DATA:
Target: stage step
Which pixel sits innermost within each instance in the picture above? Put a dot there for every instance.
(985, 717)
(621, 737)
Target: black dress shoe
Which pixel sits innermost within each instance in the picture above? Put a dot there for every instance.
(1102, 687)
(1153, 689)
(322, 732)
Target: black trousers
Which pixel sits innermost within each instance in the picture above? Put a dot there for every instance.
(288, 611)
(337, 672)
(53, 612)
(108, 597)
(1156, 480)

YOUR INSTRUCTIONS: Your answer must be the line holding "Target: black trousers" plus every later line to the end of the records, copied exactly.

EXERCISE RESPONSE:
Target: black trousers
Which pixel sits innermost within each instance in the picture above? Put a dot there for every instance.
(288, 611)
(337, 672)
(53, 612)
(108, 597)
(1156, 480)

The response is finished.